* _PAGE_:

>> start

AMEN, dang and here i was about to loose all faith in people


----------



## slickser24 (Jul 18, 2007)

seven_b13 said:


> x2.. agreed. I guess i'm a hater too..


once again i never said the car was fast. nore do i think this car is fast. i KNOW its not. im going fo a show car. once i get the cosmetics done i DO plan on going for speed. if i had the money it would be done already. its taken me 5 years to get it as it is. its been repainted 4 times already. im a perfectionist. if somthing doesnt lookright i re-do it. you guys act like im bragging about how fast it is. im just showing the work i do. i understand not everyone is going to like it. it would just be nice if people took the time or even know what kind of time and dedication i have put into this car. SOME PEOPLE JUST DONT APPRECIATE OR HAVE THE LOVE THAT I DO FOR CARS. im around minitrucks everyday. this is what i have learned to do. read below and it pretty much explains it all. i know i have a car but this says it all.


----------



## Divo25 (Jan 3, 2007)

>> end

* _SUPPLIED MATERIAL_:
>> start

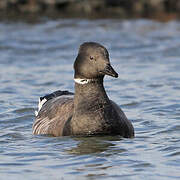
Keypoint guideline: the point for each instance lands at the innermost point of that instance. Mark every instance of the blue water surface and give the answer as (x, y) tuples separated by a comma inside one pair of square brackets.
[(37, 59)]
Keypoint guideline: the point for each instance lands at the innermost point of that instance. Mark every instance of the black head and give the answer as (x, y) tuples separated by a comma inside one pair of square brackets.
[(93, 62)]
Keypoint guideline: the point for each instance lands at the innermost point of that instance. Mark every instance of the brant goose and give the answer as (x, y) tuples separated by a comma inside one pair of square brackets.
[(89, 111)]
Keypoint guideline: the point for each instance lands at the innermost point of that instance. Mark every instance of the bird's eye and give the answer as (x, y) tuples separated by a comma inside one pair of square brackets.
[(91, 57)]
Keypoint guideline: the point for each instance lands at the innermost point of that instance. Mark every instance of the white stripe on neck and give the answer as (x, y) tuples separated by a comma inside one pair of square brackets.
[(82, 81)]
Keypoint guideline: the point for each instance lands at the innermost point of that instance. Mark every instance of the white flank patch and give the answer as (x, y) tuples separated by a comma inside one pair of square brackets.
[(82, 81), (40, 105)]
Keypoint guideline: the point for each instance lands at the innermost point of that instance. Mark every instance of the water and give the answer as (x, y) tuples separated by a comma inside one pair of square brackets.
[(37, 59)]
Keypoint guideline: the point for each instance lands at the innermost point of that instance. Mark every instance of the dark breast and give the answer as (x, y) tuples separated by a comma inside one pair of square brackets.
[(54, 116)]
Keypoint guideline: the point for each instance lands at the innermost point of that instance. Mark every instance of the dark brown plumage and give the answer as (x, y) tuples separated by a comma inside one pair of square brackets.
[(90, 111)]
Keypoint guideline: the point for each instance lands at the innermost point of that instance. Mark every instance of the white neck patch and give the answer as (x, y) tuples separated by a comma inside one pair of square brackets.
[(82, 81)]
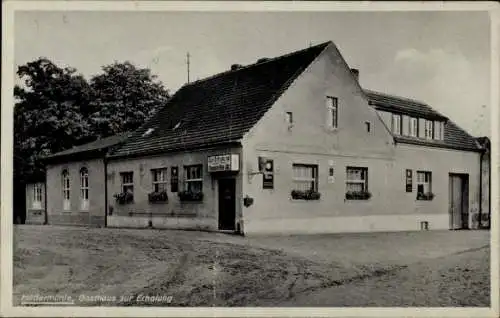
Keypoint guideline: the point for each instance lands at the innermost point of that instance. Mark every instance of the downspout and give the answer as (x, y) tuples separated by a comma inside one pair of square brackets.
[(480, 220), (105, 191), (489, 188), (46, 217)]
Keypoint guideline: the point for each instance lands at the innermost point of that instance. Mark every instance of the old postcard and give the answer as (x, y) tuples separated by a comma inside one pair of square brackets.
[(256, 159)]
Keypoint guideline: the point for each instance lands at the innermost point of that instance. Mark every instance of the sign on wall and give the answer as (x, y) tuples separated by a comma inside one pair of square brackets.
[(409, 180), (266, 166), (228, 162), (174, 179)]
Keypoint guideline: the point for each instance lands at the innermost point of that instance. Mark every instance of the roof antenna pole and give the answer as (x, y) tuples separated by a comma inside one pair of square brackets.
[(188, 64)]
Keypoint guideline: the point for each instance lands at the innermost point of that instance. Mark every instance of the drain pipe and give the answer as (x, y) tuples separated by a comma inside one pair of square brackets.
[(105, 191), (480, 219)]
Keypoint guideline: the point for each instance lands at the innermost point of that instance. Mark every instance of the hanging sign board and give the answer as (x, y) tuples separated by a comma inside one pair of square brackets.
[(229, 162), (266, 166)]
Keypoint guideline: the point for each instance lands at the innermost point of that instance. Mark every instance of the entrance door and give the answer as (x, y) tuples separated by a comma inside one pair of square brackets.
[(227, 204), (459, 198)]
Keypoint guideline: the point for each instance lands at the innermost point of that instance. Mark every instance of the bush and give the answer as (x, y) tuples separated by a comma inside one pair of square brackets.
[(358, 195), (305, 195), (158, 197), (124, 197)]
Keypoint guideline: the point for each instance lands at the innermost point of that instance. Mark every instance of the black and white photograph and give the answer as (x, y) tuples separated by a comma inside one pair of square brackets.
[(257, 158)]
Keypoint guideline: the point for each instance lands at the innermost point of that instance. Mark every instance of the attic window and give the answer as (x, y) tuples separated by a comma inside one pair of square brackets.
[(148, 132), (177, 125)]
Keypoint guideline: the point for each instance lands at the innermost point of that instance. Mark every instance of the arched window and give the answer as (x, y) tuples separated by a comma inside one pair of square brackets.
[(84, 188), (66, 190)]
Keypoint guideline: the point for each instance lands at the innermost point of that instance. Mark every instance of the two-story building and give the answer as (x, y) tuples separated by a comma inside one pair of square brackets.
[(294, 144), (291, 144)]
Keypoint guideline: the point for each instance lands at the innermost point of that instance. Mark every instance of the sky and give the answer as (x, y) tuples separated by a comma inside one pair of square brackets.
[(441, 58)]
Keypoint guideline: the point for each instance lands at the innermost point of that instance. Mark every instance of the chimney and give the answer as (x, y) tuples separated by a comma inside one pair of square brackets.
[(355, 72), (235, 67)]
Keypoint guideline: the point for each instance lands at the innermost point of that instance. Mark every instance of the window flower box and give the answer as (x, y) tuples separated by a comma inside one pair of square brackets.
[(428, 196), (124, 197), (358, 195), (190, 196), (305, 195), (158, 197)]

>> end

* _DIRECTION 1_: Print the forum thread from "AMEN, dang and" to "a hater too..".
* _DIRECTION 2_: Output the lines of the entries from the line with "of the bird's" to the line with "[(82, 81), (40, 105)]", both included.

* _WRITTEN ANSWER 1_:
AMEN, dang and here i was about to loose all faith in people


----------



## slickser24 (Jul 18, 2007)

seven_b13 said:


> x2.. agreed. I guess i'm a hater too..

* _WRITTEN ANSWER 2_:
Keypoint guideline: the point for each instance lands at the innermost point of that instance. Mark every instance of the bird's eye and give the answer as (x, y) tuples separated by a comma inside one pair of square brackets.
[(91, 57)]
Keypoint guideline: the point for each instance lands at the innermost point of that instance. Mark every instance of the white stripe on neck and give the answer as (x, y) tuples separated by a comma inside one pair of square brackets.
[(82, 81)]
Keypoint guideline: the point for each instance lands at the innermost point of that instance. Mark every instance of the white flank patch and give the answer as (x, y) tuples separated by a comma inside one pair of square brackets.
[(82, 81), (40, 105)]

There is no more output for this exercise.